• **Referring expression data**:
:::

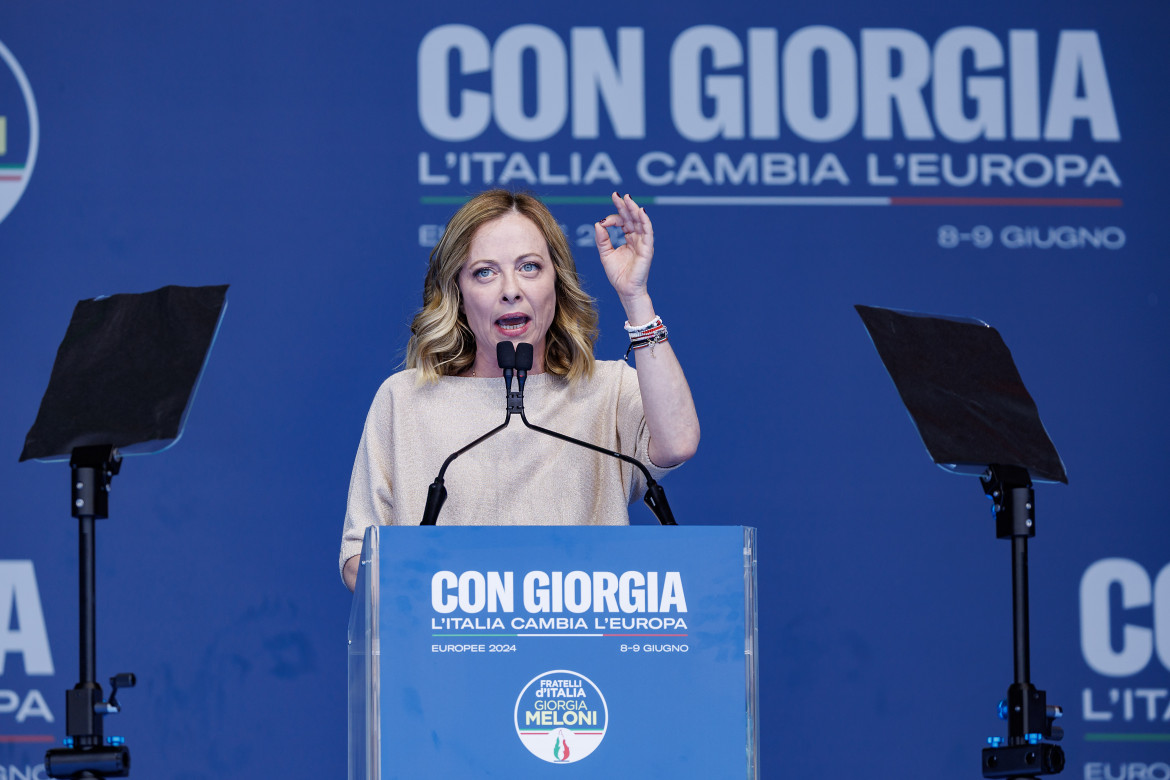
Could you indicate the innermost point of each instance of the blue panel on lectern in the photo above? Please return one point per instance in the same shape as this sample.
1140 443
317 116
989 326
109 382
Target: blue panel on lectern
612 651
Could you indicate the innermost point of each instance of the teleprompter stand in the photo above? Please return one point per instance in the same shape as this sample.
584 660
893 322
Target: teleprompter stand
122 382
961 386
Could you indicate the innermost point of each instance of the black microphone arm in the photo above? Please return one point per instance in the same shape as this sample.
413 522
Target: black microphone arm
518 358
436 494
655 497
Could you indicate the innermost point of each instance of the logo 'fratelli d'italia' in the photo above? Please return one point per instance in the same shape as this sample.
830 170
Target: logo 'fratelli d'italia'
19 132
561 716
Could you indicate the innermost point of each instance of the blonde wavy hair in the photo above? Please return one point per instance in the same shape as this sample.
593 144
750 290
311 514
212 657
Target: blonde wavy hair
441 342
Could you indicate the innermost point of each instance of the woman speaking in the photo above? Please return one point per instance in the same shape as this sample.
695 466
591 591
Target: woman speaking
503 271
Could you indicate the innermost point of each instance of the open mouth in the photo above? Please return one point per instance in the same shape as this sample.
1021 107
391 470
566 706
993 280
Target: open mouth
513 323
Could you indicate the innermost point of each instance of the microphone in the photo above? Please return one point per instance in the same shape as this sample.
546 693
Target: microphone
655 497
436 494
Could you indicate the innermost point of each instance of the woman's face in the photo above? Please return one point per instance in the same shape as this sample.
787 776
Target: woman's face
509 291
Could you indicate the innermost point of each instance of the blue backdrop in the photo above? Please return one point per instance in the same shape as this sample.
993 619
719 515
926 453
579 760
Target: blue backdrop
1003 163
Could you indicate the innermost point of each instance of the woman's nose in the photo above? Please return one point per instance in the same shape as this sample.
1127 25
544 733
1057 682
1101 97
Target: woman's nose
510 289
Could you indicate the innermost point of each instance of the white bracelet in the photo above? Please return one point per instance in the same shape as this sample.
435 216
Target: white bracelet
633 330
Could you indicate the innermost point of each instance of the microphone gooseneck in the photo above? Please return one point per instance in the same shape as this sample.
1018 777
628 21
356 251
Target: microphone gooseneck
518 358
436 494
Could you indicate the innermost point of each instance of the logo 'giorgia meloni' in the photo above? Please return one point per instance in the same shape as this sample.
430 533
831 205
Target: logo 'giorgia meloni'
561 716
19 131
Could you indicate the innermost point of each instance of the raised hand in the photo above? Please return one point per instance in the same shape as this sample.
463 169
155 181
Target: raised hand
628 266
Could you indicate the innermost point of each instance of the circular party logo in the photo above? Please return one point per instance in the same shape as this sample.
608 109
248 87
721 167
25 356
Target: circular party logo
19 132
561 717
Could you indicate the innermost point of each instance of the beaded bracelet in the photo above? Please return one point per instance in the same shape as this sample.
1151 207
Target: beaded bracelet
648 335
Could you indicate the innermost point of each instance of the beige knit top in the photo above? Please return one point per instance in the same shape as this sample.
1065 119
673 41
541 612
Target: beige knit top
518 476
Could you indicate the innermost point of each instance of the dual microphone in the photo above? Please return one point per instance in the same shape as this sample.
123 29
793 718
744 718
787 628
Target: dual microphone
516 360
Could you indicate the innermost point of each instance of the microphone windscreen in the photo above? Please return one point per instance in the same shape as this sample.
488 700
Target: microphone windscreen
523 356
506 354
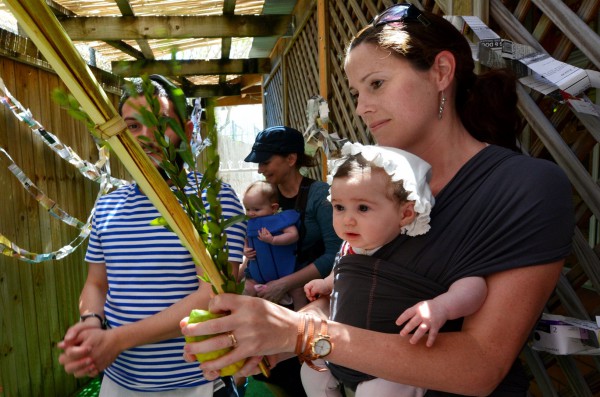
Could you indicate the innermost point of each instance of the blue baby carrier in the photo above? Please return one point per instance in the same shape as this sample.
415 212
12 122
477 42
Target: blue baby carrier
272 261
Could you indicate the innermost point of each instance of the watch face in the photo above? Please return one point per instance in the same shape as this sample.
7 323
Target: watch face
322 347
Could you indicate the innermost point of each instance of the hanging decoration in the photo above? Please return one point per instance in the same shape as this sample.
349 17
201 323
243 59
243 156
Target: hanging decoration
316 135
537 70
98 172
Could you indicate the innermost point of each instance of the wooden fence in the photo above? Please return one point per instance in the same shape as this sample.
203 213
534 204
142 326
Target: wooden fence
39 301
568 31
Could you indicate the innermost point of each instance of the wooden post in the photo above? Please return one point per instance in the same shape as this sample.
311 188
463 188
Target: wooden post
324 75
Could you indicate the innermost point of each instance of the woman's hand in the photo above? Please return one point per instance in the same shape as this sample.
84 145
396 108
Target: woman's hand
260 328
273 291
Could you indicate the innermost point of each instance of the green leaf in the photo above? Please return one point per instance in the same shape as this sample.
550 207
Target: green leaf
233 220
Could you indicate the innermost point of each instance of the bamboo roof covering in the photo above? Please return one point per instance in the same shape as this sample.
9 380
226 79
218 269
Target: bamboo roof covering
164 45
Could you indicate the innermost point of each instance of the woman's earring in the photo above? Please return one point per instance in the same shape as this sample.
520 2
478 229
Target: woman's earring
442 104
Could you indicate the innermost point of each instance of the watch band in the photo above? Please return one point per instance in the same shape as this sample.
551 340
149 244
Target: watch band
304 349
103 323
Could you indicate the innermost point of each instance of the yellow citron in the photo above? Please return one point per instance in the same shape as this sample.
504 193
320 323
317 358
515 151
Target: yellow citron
198 316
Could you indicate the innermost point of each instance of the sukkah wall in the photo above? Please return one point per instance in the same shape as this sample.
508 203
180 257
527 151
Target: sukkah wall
552 131
39 301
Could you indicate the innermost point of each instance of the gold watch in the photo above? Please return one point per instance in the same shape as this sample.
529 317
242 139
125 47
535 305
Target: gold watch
321 345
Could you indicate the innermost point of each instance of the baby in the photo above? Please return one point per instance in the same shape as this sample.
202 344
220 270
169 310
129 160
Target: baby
378 194
271 238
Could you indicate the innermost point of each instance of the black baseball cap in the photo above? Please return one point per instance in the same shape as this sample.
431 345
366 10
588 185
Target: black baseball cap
275 140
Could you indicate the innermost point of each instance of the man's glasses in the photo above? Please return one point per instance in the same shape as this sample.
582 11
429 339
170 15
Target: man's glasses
400 13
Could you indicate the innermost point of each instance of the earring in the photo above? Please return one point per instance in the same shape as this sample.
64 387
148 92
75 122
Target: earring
442 104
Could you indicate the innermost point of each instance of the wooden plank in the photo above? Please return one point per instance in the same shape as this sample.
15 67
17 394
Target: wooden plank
11 345
192 67
17 275
28 93
63 383
39 220
174 27
323 40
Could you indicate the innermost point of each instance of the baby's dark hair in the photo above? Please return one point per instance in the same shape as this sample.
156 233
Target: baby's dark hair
266 190
354 164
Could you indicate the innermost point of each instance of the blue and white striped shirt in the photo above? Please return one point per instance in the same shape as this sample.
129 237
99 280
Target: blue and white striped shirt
148 270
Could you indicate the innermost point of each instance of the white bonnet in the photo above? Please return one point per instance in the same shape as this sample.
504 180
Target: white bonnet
400 165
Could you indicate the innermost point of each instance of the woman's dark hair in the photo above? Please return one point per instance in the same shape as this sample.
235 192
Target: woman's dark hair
486 103
354 164
162 87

:::

Transcribe every record above exactly, leaving out the pictures.

• **Task response**:
Could you indicate the innermost point of each instance of the blue panel on lectern in the photo above? Please return one point per instance in the same shape as this sample.
1140 443
317 116
989 326
109 382
Target: blue panel on lectern
612 651
Could you indicate the innermost point of each instance of the teleprompter stand in the photo above? Please return one point per instance in the same shape as this sample.
584 660
893 322
Target: teleprompter stand
122 382
961 386
Could you indicate the innermost point of each instance of the black microphone arm in the photo above? Please return one point per instance in the same shape as this sample.
413 522
Target: black microphone arm
518 358
436 494
655 497
Could you indicate the innermost point of each instance of the logo 'fratelli d'italia' in the photo above? Please return one point per instance in the same shape as this sample.
830 170
Target: logo 'fratelli d'italia'
19 132
561 716
Could you indicate the innermost point of each instance of the blonde wavy hair in the photo above? Please return one point per instance in the same shape as this sample.
593 144
750 290
311 514
212 657
Target: blonde wavy hair
441 342
Could you indicate the innermost point of each instance of the woman speaking in the photo above? Please return one point per instance in the same shape as this sample.
695 466
591 591
Target: woman speaking
503 271
Could you indicate the innermost point of each instance of the open mouth in the photo above? Please return one point per instance in the same shape as this sample.
1021 107
391 470
566 706
993 280
Target: open mouth
513 323
Could you indicate the innermost point of each instance of the microphone in the photo above? Please return one point per instance in the same shape as this sample.
546 693
Target: microphone
655 497
436 494
Could you indicate the innermost point of each instance of the woman's face in the photo above? Please return one point per instance in the same shape as this sample.
787 776
Target: woman's face
509 291
Could you indicate the innermost point of each instance of the blue backdrop in the photo above? Please return one point per instance in the same shape as this sample.
993 619
719 515
926 453
579 760
Target: blue backdrop
1003 163
Could you indicate the innermost point of each instance of the woman's nose in the photo above? Please return one point per instance in the same shape as this sample.
1127 25
544 733
1057 682
1101 97
Target: woman's nose
510 289
Could you indicate the innermost point of each instance of the white bracelet in the photo above? Please return one point per instance in the same shape as this sample.
435 216
Target: white bracelet
633 330
Could you indicate the innermost point of each instance of the microphone gooseneck in the photo above? Please return one point per instance in the same shape as this sample.
1018 777
628 21
356 251
Target: microphone gooseneck
518 358
436 494
Could you indicate the innermost point of each instance of the logo 'giorgia meloni' in the photo above? Please return one point per instance in the same shape as this sample.
430 533
831 205
Target: logo 'giorgia meloni'
561 716
19 131
Could you indicate the innermost point of each instance of the raised hand in the photo above? Please return one point per instance in the same shape as this sample.
463 169
155 181
Target: raised hand
628 266
Could you indicate the innermost point of each instance of the circular party logo in the photo above? Please return one point per instance in the same shape as this sample.
608 109
248 87
721 167
25 356
Target: circular party logo
19 132
561 717
Could you indicate the innermost point of each instance of the beaded bracelet in the photo above? Please return one point per instance in the same shape as this sample.
1151 207
Target: beaded bracelet
648 335
Could you indicate the innermost point of each instance of the beige knit top in the photo above? Please return one point per instance in the same shape as this sample.
1065 119
673 41
541 612
Target: beige knit top
518 476
Could you indicate the innermost point of each instance of the dual microphone in the photo above? Please return one point per instance in the same shape as this sample.
123 29
793 718
744 718
787 628
Target: dual microphone
516 360
Could you indicate the innermost point of each instance of the microphone windscreen in the photo above? Please return one point per instance in the same shape as this sample.
488 700
Target: microphone windscreen
523 356
506 354
Could you indicate the innermost point of each instance of the blue baby carrier in the photo above? Please return one point per instance in the same shape as this sample.
415 212
12 122
477 42
Target: blue baby carrier
272 261
Could you indicate the innermost point of each instance of the watch face in the photo above? Please return one point per instance in the same shape as this sample.
7 323
Target: watch face
322 347
Could you indicate the innermost point of each instance of the hanging decoration in the photo above? Please return one point per instance in the same shape as this sample.
349 17
201 323
243 59
243 156
Target: hanging decoration
316 135
537 70
98 172
Could you indicate the innermost point of each instance of the wooden fence in the photo above? Please return one point per instance in the same shape as this sample.
203 213
534 204
142 326
Target: wooden fence
39 301
568 31
Could you indicate the innermost point of each instance of the wooden post in the photo above? Please return one point per instance in the same shape as this sample.
311 188
463 188
Target: wooden post
324 75
Could you indicate the innermost point of each instance of the woman's hand in the photo above? Please return one point per instance in the same shape as this sample.
84 145
396 108
Target: woman's hand
260 328
273 291
Could you indicate the innermost point of each instance of the green leaf in the photo above? Please return one point per instance in the same shape as this sample.
550 207
Target: green leaf
233 220
Could you indicate the innermost point of each instance of the bamboo roof covering in the photo above? Please return one point per instance in the same shape as this sample.
9 380
226 79
218 269
Target: bamboo roof covering
164 45
Could you indicate the innermost point of each instance of the woman's earring in the photo above? Please return one point per instance in the same shape as this sample.
520 2
478 229
Target: woman's earring
442 104
Could you indicate the innermost point of each instance of the watch band in the photo above? Please return one point per instance in the same shape as this sample.
551 340
149 244
Target: watch band
304 349
103 323
Could you indicate the innermost point of each instance of the yellow citron in the photo above? Please return one point per instance in the same shape as this sample.
504 193
320 323
317 358
515 151
Target: yellow citron
198 316
Could you indicate the innermost point of each instance of the sukkah wall in the photo above? Please return one point per instance in the same shape as this sample.
508 203
180 257
527 151
Target: sukkah wall
552 131
39 301
Could you indicate the innermost point of each instance of the gold watch in the photo above? Please return one point per instance in the same shape as this sample.
529 317
242 139
125 47
535 305
Target: gold watch
321 345
Could you indicate the innermost point of each instance of the baby in the photo above? Please return one point per instance in the same shape as this sample.
202 344
220 270
169 310
129 160
Target: baby
378 194
271 238
Could you indicate the innermost point of each instance of the black baseball cap in the photo above? Please return one point per instance in the same shape as this sample.
431 345
366 10
588 185
Target: black baseball cap
275 140
Could you indicate the innermost point of each instance of the man's glasses in the photo above? Please return one point per instance in the same shape as this sample.
582 11
429 339
170 15
Target: man's glasses
400 13
Could you indicate the innermost point of each instance of the earring in the photo above? Please return one point per instance in the same shape as this sample.
64 387
148 92
75 122
Target: earring
442 104
Could you indicate the innermost point of each instance of the wooden plank in the photo above? Please return one point per instance in the same shape as this sample.
15 67
17 394
Target: wooden plank
11 345
192 67
17 275
28 93
63 383
39 220
174 27
323 40
Could you indicate the innermost point of each instance of the baby's dark hair in the photo above? Please return one point per instance in the same shape as this sample.
156 233
Target: baby's dark hair
266 190
354 164
Could you indicate the innermost point of each instance of the blue and white striped shirt in the photo above? Please return one point per instance in the same shape as this sample.
129 237
99 280
Target: blue and white striped shirt
148 270
Could you indicate the innermost point of each instance of the white bonnet in the photo above? Please return one point per instance in the same shape as this sample.
504 180
Target: white bonnet
400 165
Could you indicate the innermost point of each instance of the woman's dark hair in the photo above? Please return one point per instance in the same shape as this sample.
235 192
Target: woman's dark hair
486 103
354 164
162 87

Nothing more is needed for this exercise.